まず Gawain 役の俳優を選ぶため、キャスティング会社と相談するところからスタートしました。Gawain 役を演じた俳優の Jake Fairbrother 氏にとって、デジタルキャラクターを演じるのは初めての経験でした。彼は普段、ロンドンで舞台俳優として仕事をしている人物です。

収録は何度かに分けて行われました。4DMax でのボディスキャンから取り掛かり、合わせて顔の 3D スキャン、そしてロンドン郊外にある Infinite Realities のスタジオで 4D パフォーマンスの最初の収録を行いました。続いて、Sofia のモーションキャプチャースタジオでボディパフォーマンスのキャプチャーを行い、その後映像全体の時間を伸ばせることが分かったため、Infinite Realities に戻り、追加の 4D 収録を行いました。音声はロンドンの SideUK のスタジオで収録しました。

コンセプトアート

このプロジェクトは、Georgi Simeonov による初期のコンセプトの検討から始まりました。彼は、監督の Veselin Efremov との最初の議論に基づいて様々なスタイルを試しましたが、例えばブリーフケースのような、物語に不可欠な要素はほとんどすべてのバージョンに存在していました。

第 2 段階では、最初の検討から得られたアイデアのいくつかを発展させ、Georgi と Veselin がそれまでのスケッチから上手く使えそうなものがどれであるかを議論して、より絞り込みをかけていきました。ここで注目すべきは、Gawain の衣装のデザインに中世の騎士の主題がわずかに取り入れられていることです。

これは Gawain のコンセプトスケッチの最終バージョンです。進めていくうちに変わった点もありますが、できるだけオリジナルのデザインを維持するよう努めました。

頭部

最終バージョンの Gawain を Unity 上で表示した画面のスクリーンショット。

PacoInfinite Realities から、最初のスキャンとクリーンアップ済みの顔のニュートラルなポーズを受け取った後、アニメーションディレクターの Krasimir Nechevski とミーティングを行い、衣装やアニメーションの作業に移る前にクリアにしなければならない技術的な詳細についていくつか確認しました。顔の UV レイアウトや、さまざまなテクスチャのセット、そしてそれらをどのように分割するか、また、頭部とボディの境界線をどこにするかといった事柄です。監督の Veselin は、俳優の演技の 4D キャプチャーについて、彼が計画していたクローズアップの状態に置いたときの首とその周辺をできるだけよく見たいと最初から明言していたので、最後の 1 つが特に重要でした。

データセット抜粋:
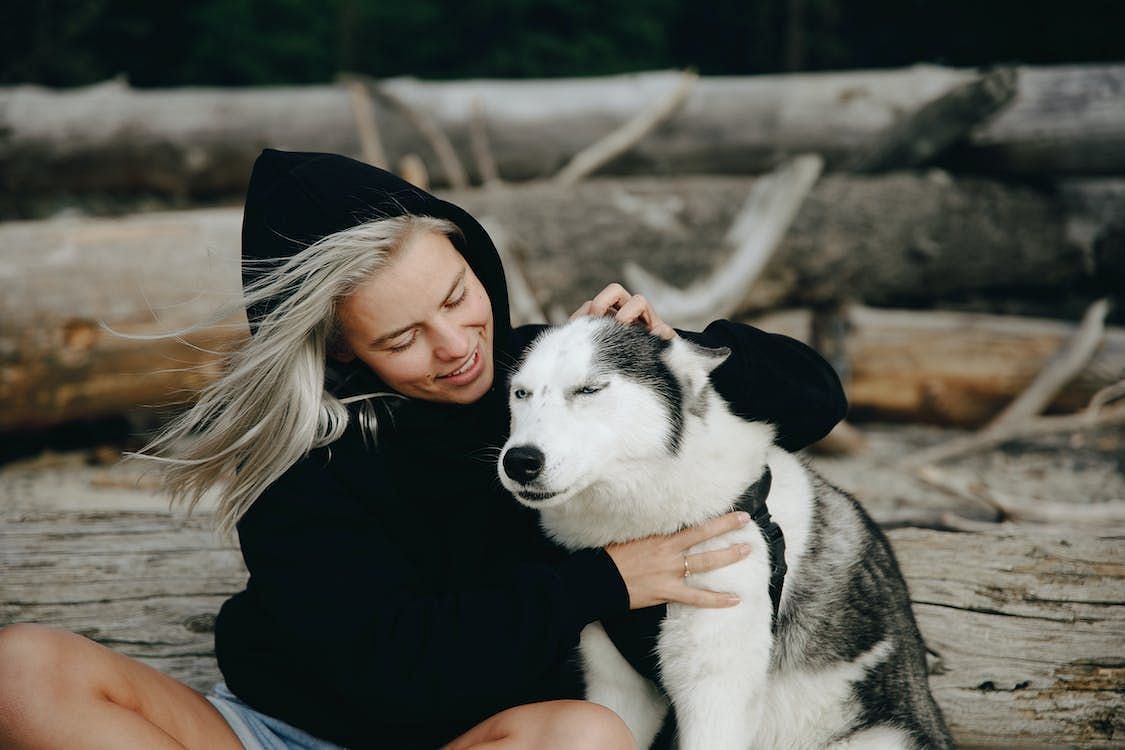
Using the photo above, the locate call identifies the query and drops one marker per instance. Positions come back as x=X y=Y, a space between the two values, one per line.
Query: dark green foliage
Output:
x=259 y=42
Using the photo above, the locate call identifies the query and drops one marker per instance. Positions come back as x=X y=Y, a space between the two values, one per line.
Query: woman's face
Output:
x=423 y=324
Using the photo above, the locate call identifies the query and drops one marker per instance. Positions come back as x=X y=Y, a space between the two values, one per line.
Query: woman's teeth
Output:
x=465 y=367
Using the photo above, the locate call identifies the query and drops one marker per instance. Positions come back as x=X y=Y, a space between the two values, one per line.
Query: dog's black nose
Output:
x=523 y=463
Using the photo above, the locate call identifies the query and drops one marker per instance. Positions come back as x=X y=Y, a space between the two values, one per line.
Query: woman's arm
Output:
x=767 y=377
x=776 y=379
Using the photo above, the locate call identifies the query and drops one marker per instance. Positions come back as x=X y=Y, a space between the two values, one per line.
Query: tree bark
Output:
x=1025 y=624
x=201 y=142
x=952 y=368
x=888 y=240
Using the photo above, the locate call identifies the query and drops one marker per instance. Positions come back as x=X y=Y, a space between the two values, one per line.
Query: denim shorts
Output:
x=258 y=731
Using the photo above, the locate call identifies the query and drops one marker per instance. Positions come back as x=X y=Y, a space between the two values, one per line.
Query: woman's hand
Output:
x=626 y=308
x=654 y=568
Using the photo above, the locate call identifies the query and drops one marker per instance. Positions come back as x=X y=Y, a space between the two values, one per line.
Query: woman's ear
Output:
x=340 y=351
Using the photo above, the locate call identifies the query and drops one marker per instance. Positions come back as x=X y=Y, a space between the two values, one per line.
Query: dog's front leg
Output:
x=714 y=662
x=614 y=684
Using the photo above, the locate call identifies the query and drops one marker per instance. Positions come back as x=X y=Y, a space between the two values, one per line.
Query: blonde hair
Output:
x=270 y=407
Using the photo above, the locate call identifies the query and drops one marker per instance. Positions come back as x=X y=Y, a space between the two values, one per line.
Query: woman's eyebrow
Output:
x=398 y=332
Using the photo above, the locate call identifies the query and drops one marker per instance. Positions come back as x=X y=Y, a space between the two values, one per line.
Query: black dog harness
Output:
x=635 y=633
x=753 y=500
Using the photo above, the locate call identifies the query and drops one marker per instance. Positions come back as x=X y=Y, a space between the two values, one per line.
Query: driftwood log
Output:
x=1026 y=626
x=952 y=368
x=891 y=240
x=200 y=142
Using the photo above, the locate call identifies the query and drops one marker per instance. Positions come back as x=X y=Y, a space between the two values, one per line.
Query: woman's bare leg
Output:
x=550 y=725
x=59 y=689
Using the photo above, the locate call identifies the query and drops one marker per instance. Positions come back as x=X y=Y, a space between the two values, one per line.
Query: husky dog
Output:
x=617 y=435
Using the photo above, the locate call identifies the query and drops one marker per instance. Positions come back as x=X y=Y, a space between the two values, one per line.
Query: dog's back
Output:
x=843 y=662
x=851 y=601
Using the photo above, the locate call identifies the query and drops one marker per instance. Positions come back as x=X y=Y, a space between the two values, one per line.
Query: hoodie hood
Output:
x=296 y=198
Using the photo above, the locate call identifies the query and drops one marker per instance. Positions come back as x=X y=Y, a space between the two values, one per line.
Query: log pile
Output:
x=888 y=195
x=1024 y=626
x=200 y=142
x=893 y=240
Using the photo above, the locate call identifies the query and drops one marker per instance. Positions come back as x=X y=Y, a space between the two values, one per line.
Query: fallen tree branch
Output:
x=1063 y=367
x=923 y=135
x=524 y=307
x=587 y=161
x=480 y=145
x=1033 y=427
x=366 y=124
x=935 y=521
x=755 y=234
x=1017 y=419
x=1009 y=508
x=428 y=128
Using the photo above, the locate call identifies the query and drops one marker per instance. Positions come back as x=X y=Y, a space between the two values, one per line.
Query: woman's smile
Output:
x=423 y=324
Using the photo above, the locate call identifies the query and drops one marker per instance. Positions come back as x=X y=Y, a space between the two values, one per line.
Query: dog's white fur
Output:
x=615 y=480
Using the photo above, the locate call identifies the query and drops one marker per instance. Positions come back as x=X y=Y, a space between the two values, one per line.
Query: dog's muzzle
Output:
x=523 y=463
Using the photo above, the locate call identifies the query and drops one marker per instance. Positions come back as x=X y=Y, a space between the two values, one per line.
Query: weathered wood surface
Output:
x=898 y=238
x=1029 y=629
x=950 y=368
x=1063 y=119
x=1027 y=624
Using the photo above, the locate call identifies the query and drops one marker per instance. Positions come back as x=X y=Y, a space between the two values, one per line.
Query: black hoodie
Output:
x=397 y=595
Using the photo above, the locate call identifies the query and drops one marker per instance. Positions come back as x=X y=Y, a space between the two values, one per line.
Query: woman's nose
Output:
x=451 y=342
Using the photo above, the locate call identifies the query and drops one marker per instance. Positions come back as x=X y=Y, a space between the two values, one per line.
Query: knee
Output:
x=33 y=662
x=584 y=724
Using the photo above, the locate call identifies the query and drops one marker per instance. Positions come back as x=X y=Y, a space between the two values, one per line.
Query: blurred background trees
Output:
x=252 y=43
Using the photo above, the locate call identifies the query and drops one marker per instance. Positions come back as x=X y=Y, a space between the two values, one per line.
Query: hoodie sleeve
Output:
x=773 y=378
x=343 y=608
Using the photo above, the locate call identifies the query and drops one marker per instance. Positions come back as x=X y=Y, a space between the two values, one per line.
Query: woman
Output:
x=397 y=596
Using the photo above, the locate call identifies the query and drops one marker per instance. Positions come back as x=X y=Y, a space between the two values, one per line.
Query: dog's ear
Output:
x=691 y=364
x=690 y=355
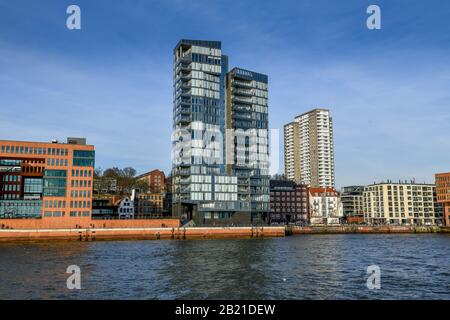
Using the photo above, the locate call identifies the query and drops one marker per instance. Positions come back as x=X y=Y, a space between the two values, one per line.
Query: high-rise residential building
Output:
x=48 y=181
x=402 y=203
x=247 y=139
x=309 y=149
x=204 y=188
x=289 y=202
x=443 y=194
x=325 y=206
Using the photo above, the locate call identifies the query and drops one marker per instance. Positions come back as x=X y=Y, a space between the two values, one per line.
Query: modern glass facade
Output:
x=204 y=190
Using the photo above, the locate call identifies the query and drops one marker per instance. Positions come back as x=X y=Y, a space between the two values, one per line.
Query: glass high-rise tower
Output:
x=205 y=189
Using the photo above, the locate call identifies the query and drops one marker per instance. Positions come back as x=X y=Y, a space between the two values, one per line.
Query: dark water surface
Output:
x=296 y=267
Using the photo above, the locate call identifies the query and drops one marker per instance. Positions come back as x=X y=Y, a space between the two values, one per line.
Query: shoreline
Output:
x=191 y=233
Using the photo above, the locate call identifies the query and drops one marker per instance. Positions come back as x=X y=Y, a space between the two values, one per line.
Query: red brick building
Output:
x=443 y=194
x=48 y=181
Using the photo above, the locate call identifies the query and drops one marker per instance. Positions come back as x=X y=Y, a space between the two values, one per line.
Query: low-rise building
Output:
x=104 y=209
x=49 y=181
x=289 y=202
x=149 y=205
x=105 y=185
x=325 y=206
x=402 y=203
x=353 y=204
x=443 y=194
x=125 y=208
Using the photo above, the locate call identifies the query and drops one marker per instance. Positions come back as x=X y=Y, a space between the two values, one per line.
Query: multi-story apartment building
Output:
x=289 y=202
x=309 y=149
x=49 y=181
x=352 y=201
x=204 y=189
x=247 y=139
x=443 y=194
x=149 y=205
x=155 y=180
x=105 y=185
x=403 y=203
x=325 y=206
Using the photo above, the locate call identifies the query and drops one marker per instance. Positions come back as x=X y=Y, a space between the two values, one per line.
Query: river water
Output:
x=296 y=267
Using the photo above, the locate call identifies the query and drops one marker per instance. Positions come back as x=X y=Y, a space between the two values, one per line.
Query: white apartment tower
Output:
x=309 y=149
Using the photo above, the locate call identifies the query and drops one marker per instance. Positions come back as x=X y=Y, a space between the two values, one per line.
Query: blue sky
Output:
x=388 y=90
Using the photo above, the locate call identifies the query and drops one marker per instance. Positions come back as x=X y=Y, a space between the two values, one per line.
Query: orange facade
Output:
x=443 y=194
x=57 y=177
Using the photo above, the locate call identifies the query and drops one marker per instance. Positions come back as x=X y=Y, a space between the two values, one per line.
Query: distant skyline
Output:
x=111 y=82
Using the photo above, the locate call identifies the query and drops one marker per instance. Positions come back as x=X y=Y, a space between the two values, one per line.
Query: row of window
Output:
x=35 y=150
x=57 y=162
x=80 y=194
x=80 y=204
x=80 y=183
x=81 y=173
x=11 y=178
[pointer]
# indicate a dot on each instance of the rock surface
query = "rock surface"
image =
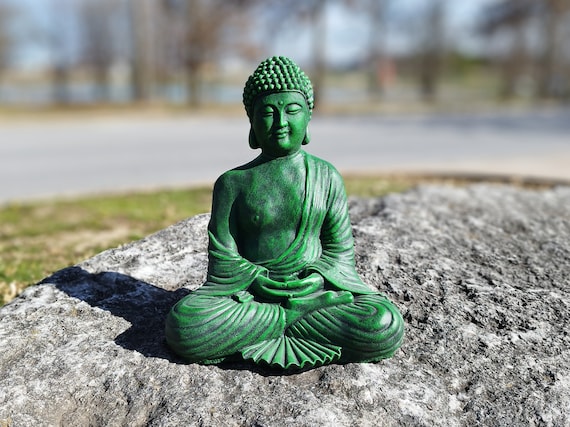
(481, 275)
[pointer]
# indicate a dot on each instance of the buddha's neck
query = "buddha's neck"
(294, 157)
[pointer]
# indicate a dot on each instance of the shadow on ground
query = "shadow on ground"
(143, 305)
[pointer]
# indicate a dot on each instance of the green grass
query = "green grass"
(37, 239)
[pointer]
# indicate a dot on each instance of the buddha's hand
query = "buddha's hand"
(296, 308)
(313, 280)
(275, 289)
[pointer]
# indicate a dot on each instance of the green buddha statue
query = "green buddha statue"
(282, 289)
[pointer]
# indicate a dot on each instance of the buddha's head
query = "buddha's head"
(278, 99)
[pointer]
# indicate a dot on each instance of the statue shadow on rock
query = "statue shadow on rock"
(143, 305)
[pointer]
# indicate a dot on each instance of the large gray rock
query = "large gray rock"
(479, 273)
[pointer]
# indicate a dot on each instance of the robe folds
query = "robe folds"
(226, 318)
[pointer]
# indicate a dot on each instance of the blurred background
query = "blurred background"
(113, 112)
(101, 95)
(363, 52)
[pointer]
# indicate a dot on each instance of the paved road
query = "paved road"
(68, 157)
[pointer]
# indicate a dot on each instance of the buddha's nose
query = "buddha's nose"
(282, 119)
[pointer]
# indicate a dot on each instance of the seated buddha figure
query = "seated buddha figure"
(281, 288)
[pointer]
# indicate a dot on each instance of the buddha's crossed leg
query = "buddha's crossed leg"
(208, 329)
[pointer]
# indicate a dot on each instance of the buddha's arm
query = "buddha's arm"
(222, 224)
(336, 263)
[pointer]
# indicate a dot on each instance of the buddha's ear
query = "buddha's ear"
(307, 138)
(253, 139)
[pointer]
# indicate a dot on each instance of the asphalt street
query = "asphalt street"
(66, 157)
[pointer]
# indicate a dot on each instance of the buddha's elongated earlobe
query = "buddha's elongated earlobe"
(307, 138)
(253, 139)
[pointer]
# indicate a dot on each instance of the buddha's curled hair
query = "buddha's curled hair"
(276, 74)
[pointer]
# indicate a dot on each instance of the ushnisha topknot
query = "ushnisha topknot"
(276, 74)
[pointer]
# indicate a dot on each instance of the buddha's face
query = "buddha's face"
(280, 122)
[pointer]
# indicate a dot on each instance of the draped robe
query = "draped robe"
(227, 317)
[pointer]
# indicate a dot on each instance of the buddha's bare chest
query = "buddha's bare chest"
(273, 201)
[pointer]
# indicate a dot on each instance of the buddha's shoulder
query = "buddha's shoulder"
(323, 166)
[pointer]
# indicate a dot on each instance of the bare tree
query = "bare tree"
(377, 12)
(58, 39)
(549, 70)
(509, 20)
(142, 32)
(303, 12)
(207, 23)
(431, 48)
(98, 41)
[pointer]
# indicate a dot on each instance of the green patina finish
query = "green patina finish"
(282, 288)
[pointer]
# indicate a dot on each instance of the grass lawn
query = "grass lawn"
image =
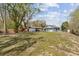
(40, 44)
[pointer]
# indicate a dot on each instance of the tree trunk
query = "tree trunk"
(5, 25)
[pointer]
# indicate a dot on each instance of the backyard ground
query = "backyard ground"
(39, 44)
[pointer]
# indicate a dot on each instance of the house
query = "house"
(35, 29)
(51, 28)
(48, 28)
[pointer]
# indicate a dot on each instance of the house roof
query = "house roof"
(51, 26)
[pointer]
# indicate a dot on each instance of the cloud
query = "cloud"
(65, 11)
(52, 5)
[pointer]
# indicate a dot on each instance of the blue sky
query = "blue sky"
(55, 13)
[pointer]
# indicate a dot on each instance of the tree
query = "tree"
(21, 14)
(74, 21)
(3, 13)
(64, 26)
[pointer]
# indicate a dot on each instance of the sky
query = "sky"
(55, 13)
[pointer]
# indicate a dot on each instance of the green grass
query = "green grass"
(40, 43)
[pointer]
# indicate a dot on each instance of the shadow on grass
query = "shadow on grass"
(14, 40)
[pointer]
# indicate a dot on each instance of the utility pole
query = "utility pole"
(5, 25)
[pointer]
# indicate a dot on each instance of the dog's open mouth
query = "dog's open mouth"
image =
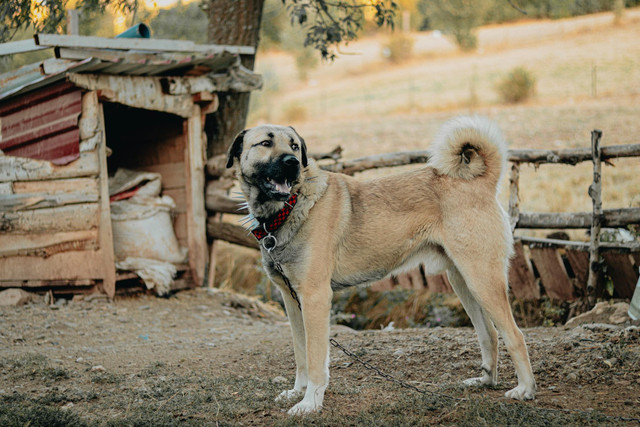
(283, 188)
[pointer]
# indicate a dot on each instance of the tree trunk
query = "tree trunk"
(231, 22)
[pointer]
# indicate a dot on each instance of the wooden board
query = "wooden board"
(23, 169)
(18, 202)
(439, 283)
(108, 275)
(179, 196)
(521, 279)
(56, 186)
(553, 275)
(61, 266)
(196, 213)
(620, 269)
(45, 245)
(579, 262)
(83, 216)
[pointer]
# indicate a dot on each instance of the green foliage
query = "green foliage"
(327, 24)
(518, 86)
(398, 48)
(182, 22)
(457, 18)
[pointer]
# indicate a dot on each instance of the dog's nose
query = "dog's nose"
(290, 160)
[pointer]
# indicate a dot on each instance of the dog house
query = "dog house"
(68, 123)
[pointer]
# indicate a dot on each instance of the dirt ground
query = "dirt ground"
(212, 358)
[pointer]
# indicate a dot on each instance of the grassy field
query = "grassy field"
(588, 77)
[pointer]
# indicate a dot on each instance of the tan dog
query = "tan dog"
(339, 231)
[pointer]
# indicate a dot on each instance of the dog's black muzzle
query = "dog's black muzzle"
(275, 178)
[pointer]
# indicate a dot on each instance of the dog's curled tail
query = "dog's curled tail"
(468, 147)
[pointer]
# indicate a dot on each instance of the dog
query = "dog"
(322, 231)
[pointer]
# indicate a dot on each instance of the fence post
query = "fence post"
(514, 196)
(595, 192)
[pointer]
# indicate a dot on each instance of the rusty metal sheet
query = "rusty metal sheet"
(43, 125)
(521, 279)
(553, 274)
(622, 272)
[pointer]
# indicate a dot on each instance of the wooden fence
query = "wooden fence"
(561, 269)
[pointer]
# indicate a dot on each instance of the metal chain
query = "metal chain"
(391, 378)
(269, 243)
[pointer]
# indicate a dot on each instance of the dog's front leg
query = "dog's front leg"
(316, 307)
(299, 347)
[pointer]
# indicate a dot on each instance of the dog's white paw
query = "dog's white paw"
(478, 381)
(521, 393)
(304, 407)
(289, 394)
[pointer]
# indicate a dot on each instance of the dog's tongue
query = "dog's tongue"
(282, 187)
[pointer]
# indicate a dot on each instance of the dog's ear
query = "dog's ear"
(236, 148)
(303, 148)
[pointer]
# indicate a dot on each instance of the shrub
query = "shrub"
(518, 86)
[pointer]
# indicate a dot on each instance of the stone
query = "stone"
(603, 312)
(15, 297)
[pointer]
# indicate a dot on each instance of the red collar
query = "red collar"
(276, 221)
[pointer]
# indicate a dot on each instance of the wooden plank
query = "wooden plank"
(571, 244)
(553, 275)
(16, 202)
(196, 213)
(439, 283)
(62, 266)
(179, 195)
(20, 46)
(521, 279)
(56, 186)
(106, 233)
(23, 169)
(64, 218)
(135, 91)
(180, 228)
(579, 262)
(572, 156)
(595, 192)
(620, 270)
(45, 245)
(611, 218)
(57, 40)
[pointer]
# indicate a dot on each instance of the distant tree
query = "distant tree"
(181, 22)
(326, 24)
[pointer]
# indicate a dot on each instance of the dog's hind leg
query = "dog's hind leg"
(487, 335)
(299, 347)
(487, 283)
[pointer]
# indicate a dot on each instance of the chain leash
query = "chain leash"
(269, 243)
(388, 377)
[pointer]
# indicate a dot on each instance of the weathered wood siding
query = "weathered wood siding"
(52, 217)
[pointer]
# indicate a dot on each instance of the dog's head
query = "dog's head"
(271, 159)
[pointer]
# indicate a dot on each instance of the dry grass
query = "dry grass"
(369, 107)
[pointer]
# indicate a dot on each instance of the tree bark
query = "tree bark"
(231, 22)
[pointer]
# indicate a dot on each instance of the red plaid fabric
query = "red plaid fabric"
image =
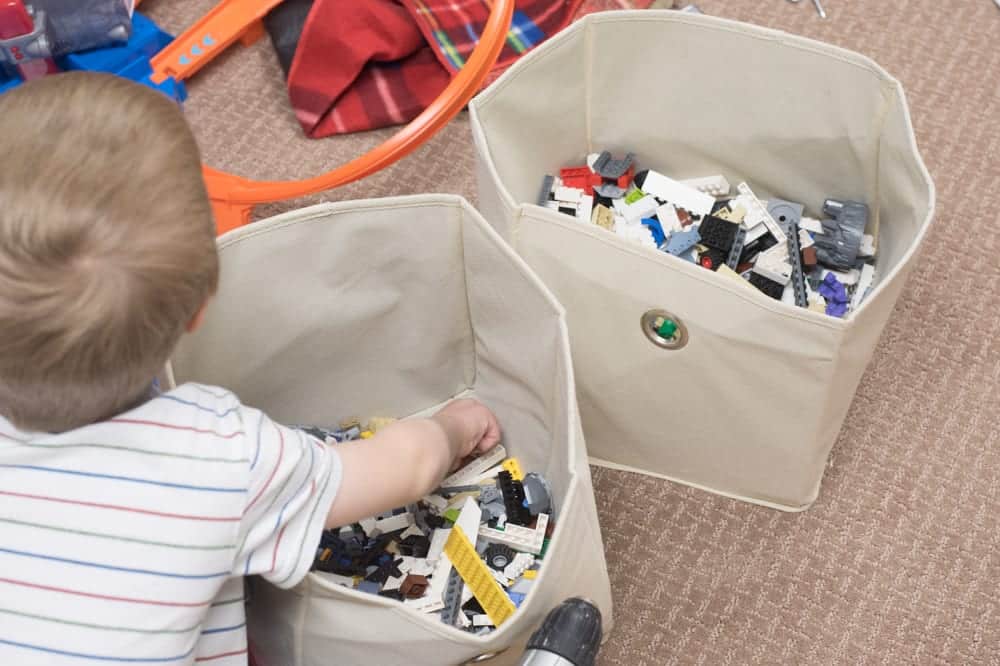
(363, 64)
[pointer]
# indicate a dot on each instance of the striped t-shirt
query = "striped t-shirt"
(126, 541)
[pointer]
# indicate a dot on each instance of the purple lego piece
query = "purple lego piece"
(835, 294)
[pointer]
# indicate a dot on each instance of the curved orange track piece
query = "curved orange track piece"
(233, 197)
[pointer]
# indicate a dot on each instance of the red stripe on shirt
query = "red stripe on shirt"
(224, 654)
(115, 507)
(171, 426)
(281, 455)
(277, 544)
(80, 593)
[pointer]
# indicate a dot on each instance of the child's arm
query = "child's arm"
(408, 459)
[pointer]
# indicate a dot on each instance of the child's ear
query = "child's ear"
(197, 318)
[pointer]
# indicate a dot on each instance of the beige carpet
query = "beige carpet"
(898, 562)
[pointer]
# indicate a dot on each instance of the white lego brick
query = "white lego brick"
(521, 563)
(368, 525)
(727, 272)
(465, 476)
(489, 474)
(570, 195)
(393, 583)
(336, 579)
(758, 210)
(585, 208)
(412, 530)
(482, 620)
(518, 537)
(788, 295)
(522, 586)
(644, 207)
(774, 265)
(867, 248)
(635, 232)
(422, 567)
(680, 195)
(810, 224)
(667, 215)
(805, 240)
(397, 522)
(864, 284)
(500, 578)
(469, 519)
(714, 186)
(437, 544)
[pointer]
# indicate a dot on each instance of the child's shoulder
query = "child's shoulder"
(190, 415)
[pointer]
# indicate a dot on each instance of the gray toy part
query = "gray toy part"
(843, 231)
(610, 191)
(536, 494)
(785, 213)
(611, 168)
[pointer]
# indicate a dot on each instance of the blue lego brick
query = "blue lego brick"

[課題]
本文の「このプロジェクトは、Georgi Simeonov による初期のコンセプトの検討から始まりました。彼は、監督の」を含む語句から書き始め、「を Unity 上で表示した画面のスクリーンショット。」の直後で止めて、その範囲を一字も変えずに書き写してください。

[解答]
このプロジェクトは、Georgi Simeonov による初期のコンセプトの検討から始まりました。彼は、監督の Veselin Efremov との最初の議論に基づいて様々なスタイルを試しましたが、例えばブリーフケースのような、物語に不可欠な要素はほとんどすべてのバージョンに存在していました。

第 2 段階では、最初の検討から得られたアイデアのいくつかを発展させ、Georgi と Veselin がそれまでのスケッチから上手く使えそうなものがどれであるかを議論して、より絞り込みをかけていきました。ここで注目すべきは、Gawain の衣装のデザインに中世の騎士の主題がわずかに取り入れられていることです。

これは Gawain のコンセプトスケッチの最終バージョンです。進めていくうちに変わった点もありますが、できるだけオリジナルのデザインを維持するよう努めました。

頭部

最終バージョンの Gawain を Unity 上で表示した画面のスクリーンショット。